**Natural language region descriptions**

.....

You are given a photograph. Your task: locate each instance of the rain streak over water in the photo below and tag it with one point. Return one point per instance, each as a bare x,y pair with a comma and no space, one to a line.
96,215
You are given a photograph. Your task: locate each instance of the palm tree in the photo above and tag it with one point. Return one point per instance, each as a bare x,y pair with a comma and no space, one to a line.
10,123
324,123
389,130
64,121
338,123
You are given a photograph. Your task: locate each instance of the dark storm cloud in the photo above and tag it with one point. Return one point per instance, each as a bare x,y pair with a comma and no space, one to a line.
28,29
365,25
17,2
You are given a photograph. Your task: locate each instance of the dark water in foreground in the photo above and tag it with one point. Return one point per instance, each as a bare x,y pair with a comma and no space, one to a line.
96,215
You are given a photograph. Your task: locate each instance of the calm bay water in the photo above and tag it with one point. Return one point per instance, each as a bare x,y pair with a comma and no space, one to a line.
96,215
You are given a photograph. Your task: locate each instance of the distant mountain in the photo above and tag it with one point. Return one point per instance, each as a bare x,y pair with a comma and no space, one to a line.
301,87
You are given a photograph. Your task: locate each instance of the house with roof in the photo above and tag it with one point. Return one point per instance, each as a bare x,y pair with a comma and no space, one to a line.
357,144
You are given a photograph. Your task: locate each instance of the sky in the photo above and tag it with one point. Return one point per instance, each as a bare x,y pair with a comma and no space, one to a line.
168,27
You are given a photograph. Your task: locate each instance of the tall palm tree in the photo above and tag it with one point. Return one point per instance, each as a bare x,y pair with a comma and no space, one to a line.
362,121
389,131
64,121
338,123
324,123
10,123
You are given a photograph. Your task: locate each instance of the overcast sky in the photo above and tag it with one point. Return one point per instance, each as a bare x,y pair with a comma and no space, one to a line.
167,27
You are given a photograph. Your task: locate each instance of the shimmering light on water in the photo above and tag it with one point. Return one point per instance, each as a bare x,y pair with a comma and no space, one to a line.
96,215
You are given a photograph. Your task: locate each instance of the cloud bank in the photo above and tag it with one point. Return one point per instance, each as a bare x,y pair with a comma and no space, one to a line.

.....

**WORK TO BE COMPLETED**
Every line must be copied exactly as it stands above.

**RESPONSE TO THIS TASK**
You are given a photograph. Your task: locate each instance of the rain streak over water in the photo below and tag it with one point. Return one point per instance, each as a bare x,y pair with a comma and no space, one to a line.
96,215
You are given a photograph. Your task: locate each instance of the palm tree in the photo above and tag it with one point. Return one point per instance, each as a bare x,y pair with a comma and no space, one to a line.
10,123
324,123
389,130
64,121
338,123
You are given a photograph. Your task: locate each instance of the dark storm cloud in the photo above and tag it with one point. Return one point per instance, each as a bare x,y pair with a comma and no space, one to a line.
28,29
365,25
17,2
You are given a photograph. Your task: locate each instance of the dark water in foreground in the photo above and tag it with one point. Return one point per instance, each as a bare x,y pair with a comma and no space, one to a line.
96,215
You are given a photograph. Your task: locate each instance of the calm bay water in the photo above and tag it with one point. Return one point per instance, each as a bare x,y pair with a comma and no space, one to a line.
96,215
You are given a photograph. Your task: locate each instance of the distant mountain in the photo above and tag it with one point. Return one point per instance, each as a bare x,y pair with a comma and no space, one to a line.
301,87
You are given a photograph. Your task: locate each instance of the house with roof in the photo above and tag it with one point. Return one point per instance, each as a bare x,y pair with a comma and no space, one to a line.
357,144
You are given a photograph. Your task: locate each instance of the sky in the photo above and tag it with one point. Return one point per instance, each as a bare x,y pair with a comma and no space, one to a line.
168,27
You are given a photograph. Your task: locate each instance of the tall palm tree in the photo above and tag it with one point. Return one point per instance, each as a bare x,y pair with a comma and no space, one to a line.
362,121
389,131
64,121
338,123
324,123
10,123
You are given a photograph. Your task: locate each instance of the overcast sky in the photo above and tag it with one point. Return one point per instance, each as a bare x,y pair with a comma and no space, one to a line.
167,27
You are given a photograph. Your task: locate each instance of the shimmering light on water in the photo above and tag it with one point. Return one point per instance, each as a bare x,y pair with a comma and no space, one to a line.
96,215
You are given a photograph. Your task: locate each instance of the cloud bank in the photo above and tag it with one point. Return one point per instance, each as a bare x,y pair with a comma and no space, one to a line.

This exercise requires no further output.